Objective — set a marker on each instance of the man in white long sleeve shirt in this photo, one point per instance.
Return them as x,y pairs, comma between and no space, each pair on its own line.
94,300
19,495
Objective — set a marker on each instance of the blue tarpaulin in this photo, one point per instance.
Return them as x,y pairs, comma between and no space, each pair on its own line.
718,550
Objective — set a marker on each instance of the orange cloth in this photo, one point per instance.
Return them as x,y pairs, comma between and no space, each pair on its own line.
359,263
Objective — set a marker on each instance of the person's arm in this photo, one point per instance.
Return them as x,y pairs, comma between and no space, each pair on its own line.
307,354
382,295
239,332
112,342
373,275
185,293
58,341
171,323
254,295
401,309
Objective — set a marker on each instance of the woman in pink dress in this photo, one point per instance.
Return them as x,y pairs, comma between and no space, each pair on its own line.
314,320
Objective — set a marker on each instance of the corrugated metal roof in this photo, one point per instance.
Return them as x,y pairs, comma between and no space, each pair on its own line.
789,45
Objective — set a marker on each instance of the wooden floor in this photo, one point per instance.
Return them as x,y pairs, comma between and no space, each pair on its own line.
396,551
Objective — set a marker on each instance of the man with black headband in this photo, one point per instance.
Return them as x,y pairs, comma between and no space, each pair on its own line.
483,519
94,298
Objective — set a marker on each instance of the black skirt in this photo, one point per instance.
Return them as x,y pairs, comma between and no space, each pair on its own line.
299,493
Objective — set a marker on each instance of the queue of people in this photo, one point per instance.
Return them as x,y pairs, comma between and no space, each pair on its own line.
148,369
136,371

...

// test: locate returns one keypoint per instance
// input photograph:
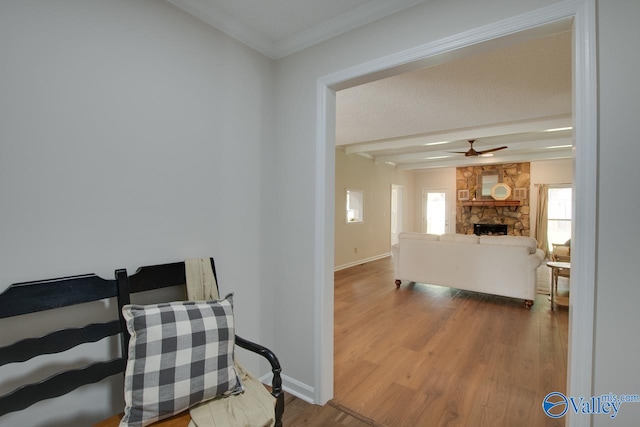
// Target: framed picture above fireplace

> [Problem requirements]: Find each line in the records above that contains the word "black", and copy those lines.

> [Result of this task]:
Objective — set a marker on each instance of the man with black headband in this photo, one point per instance.
Objective — set a marker on each instance of the black skirt in this photo, one point per instance.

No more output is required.